Fresh ideas and expanded choice are reshaping the food service sector
The marketplace is central to the humane world we are working to create. When we push for improvements in the food, fashion, entertainment, household goods and industrial sectors, we are doing it to help animals. But we are also doing our best to empower consumers who want to align their purchasing decisions with their values.
In a few areas, we’re seeing remarkable progress. This season’s fashion weeks in New York, Paris and Milan coincided with the announcement that Italian luxury brands Moncler and Dolce&Gabbana had committed to fur-free policies. In Congress, the Personal Care and Products Council, a national trade organization representing hundreds of global cosmetics and personal care products companies, is lobbying alongside animal organizations in support of the Humane Cosmetics Act.
Efforts to better align the food services sector with consumer demand have produced astonishing results, too. Right now, the college dining hall is a genuine bellwether of change, as demand for plant-based options is sharply rising. Moreover, the popularity of these options has sparked real innovation among food service providers as evidenced by the commitment recently announced by Fresh Ideas Food Service, a company serving academic institutions and other clients in nine states from the Midwest to the Southeast. Fresh Ideas has committed to a July 1, 2025 timeline for making half of all its menu offerings plant-based, a pioneering first in the food service universe. The company will pursue its goal in stages, with benchmarks for plant-based conversion of 10% in 2023 and 25% in 2024, on the way to its mid-2025 target date.
Carl Lovett, a chef and executive at Fresh Ideas, has been the driving force in this process. In his leadership role, it’s his responsibility to keep a finger on the pulse of new developments in food service. Early on, however, Lovett concluded that plant-based eating was not merely a trend but “a lifestyle that’s here to stay.” That’s why Fresh Ideas chose to partner with the Humane Society of the United States on concept development, recipe creation and culinary trainings for its chef cohort. Lovett met members of our HSUS dining services team at a food industry conference and has been working with us ever since.

→ QUESTIONS ON THE MATERIAL:
1. Name every sector that the passage on food service says the organization pushes to improve.
2. Based on the passage on food service, decide whether each statement is true: (a) Fresh Ideas serves clients in nine states. (b) The benchmark for plant-based conversion in 2024 is 10%. (c) Lovett first met the HSUS dining services team at a food industry conference. Answer yes or no for each, and quote the words of the passage that decide it.
3. Carry on the passage on food service, picking up after its final sentence.
The listing after this passage is not needed for this work.

→ DATA FOR ANALYSIS:

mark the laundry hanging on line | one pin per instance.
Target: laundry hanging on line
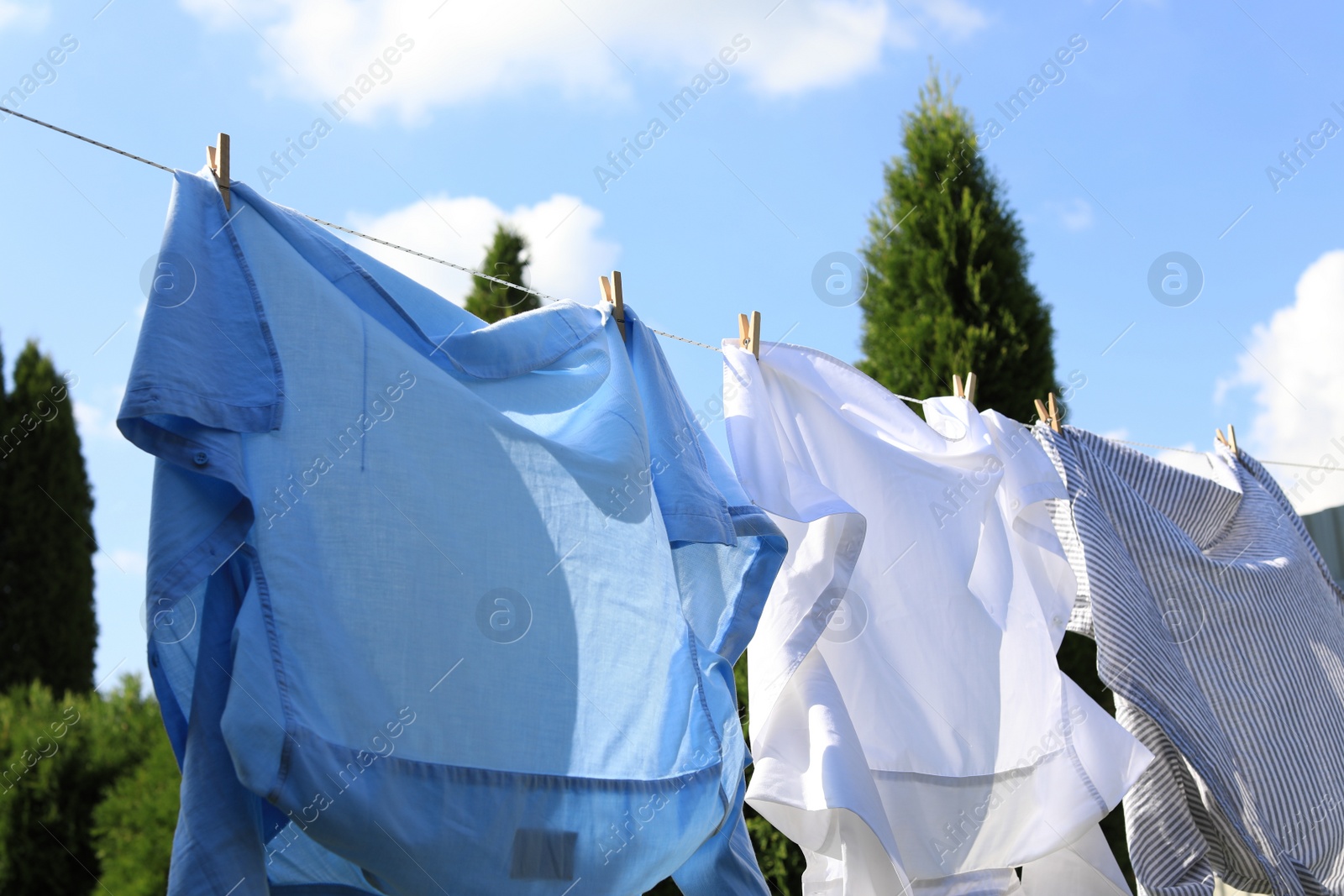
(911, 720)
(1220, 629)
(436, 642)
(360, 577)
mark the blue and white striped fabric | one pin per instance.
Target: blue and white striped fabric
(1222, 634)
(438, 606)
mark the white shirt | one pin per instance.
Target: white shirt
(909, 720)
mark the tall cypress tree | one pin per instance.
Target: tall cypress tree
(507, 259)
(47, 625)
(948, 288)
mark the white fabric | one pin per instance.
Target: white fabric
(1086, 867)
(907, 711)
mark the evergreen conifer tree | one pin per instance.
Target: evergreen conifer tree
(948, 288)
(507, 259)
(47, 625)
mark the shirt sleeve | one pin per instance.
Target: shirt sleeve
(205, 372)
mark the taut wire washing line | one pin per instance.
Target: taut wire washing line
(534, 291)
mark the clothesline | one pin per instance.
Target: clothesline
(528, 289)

* * *

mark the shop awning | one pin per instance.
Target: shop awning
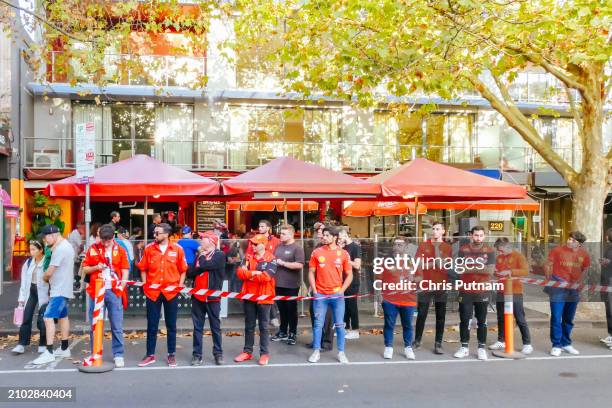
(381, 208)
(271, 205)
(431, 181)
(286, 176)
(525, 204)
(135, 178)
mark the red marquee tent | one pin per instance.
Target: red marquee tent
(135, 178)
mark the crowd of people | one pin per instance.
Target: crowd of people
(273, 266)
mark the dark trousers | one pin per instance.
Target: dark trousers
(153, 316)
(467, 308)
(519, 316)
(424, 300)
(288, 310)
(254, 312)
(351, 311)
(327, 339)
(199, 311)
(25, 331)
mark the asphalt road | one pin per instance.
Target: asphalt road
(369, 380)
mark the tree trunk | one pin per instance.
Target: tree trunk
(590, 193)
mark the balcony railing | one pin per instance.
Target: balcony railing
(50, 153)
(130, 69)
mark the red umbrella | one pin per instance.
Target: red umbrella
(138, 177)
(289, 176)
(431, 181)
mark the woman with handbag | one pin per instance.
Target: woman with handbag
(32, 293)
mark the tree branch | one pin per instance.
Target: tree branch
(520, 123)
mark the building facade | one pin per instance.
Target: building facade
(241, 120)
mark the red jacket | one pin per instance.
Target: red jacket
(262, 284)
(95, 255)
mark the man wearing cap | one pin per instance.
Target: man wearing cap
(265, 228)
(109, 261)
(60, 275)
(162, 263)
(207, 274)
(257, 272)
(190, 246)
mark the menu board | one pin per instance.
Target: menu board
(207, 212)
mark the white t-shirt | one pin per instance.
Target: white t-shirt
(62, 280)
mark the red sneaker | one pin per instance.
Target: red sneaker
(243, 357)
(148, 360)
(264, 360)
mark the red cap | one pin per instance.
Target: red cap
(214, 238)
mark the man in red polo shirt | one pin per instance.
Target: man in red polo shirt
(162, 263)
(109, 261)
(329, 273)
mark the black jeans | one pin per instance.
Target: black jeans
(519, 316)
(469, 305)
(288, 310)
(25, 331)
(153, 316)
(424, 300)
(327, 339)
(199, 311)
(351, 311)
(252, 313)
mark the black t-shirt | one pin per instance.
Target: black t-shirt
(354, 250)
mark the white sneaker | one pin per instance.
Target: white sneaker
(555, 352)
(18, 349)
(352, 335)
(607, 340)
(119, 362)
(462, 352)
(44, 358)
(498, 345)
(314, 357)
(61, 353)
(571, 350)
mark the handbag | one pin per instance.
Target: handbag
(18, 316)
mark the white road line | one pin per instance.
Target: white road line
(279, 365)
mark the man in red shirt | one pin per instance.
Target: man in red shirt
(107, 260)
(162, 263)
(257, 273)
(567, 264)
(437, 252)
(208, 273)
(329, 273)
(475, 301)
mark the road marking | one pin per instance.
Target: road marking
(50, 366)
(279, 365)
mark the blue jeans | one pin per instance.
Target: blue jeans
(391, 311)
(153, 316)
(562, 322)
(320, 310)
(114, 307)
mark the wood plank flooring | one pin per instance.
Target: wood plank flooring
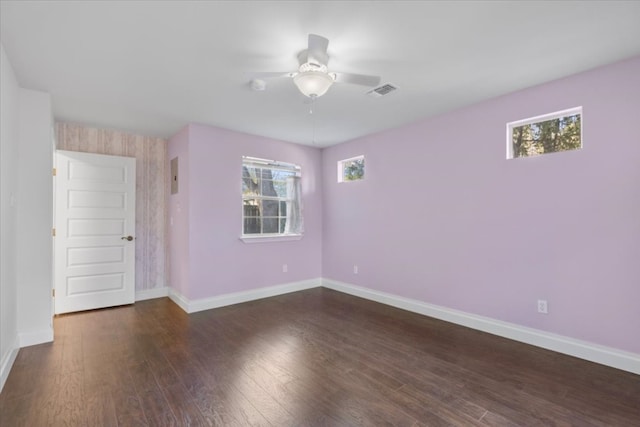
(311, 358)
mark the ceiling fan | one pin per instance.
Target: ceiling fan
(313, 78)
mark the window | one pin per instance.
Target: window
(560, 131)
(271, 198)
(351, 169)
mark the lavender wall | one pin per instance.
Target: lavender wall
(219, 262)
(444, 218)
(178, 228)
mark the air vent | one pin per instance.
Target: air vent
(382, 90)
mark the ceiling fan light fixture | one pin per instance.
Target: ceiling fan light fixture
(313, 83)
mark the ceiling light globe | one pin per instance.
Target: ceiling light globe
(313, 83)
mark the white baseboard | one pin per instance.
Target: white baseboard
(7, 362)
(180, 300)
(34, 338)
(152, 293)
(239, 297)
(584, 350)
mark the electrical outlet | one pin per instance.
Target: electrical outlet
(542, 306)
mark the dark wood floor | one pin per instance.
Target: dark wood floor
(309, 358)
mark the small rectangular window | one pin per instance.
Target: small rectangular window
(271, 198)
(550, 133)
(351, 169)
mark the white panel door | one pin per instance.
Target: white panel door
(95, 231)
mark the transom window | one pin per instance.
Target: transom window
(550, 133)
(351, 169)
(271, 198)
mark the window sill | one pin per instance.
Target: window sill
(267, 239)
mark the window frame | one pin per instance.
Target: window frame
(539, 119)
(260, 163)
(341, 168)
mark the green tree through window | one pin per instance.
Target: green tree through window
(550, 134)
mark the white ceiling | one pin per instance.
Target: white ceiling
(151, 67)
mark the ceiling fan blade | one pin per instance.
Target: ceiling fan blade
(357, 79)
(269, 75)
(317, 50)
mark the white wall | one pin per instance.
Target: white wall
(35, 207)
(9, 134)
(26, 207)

→ ANSWERS BY ITEM:
1. Food, fashion, entertainment, household goods and industrial.

2.
(a) Yes: "serving academic institutions and other clients in nine states from the Midwest to the Southeast"
(b) No: "benchmarks for plant-based conversion of 10% in 2023 and 25% in 2024"
(c) Yes: "Lovett met members of our HSUS dining services team at a food industry conference"

3.
What Fresh Ideas is doing is part of a noticeable plant-forward trend in food service, and we have worked with many other food service companies to develop plant-based menus and dishes for hundreds of colleges, universities and other institutions across the country. But Lovett and his team wanted to take things a step further with their 50% commitment after a successful recipe development session with our team. “It was just so good that no one was focusing on that it was vegan or vegetarian,” says Lovett. “It was just good food.”
Their enthusiasm grew once the company’s culinary brain trust had finalized the menu plan, confident, as Lovett publicly stated, that “these dishes will satisfy everyone from die-hard meat eaters to flexitarians to vegans.” This understanding also shaped the decision Fresh Ideas made to incorporate plant-based recipes and offerings at all its food stations, an approach the HSUS has long advocated, rather than serve vegetarian and vegan food in a separate area.
As part of our work to improve the lives of animals used for food, we’ve been pressing producers, restaurants, food service companies and grocery chains to make a stronger commitment to plant-based proteins for some time. But for those of us whose college years are far behind us, it’s simply stunning to see what’s happening in campus dining halls across the nation.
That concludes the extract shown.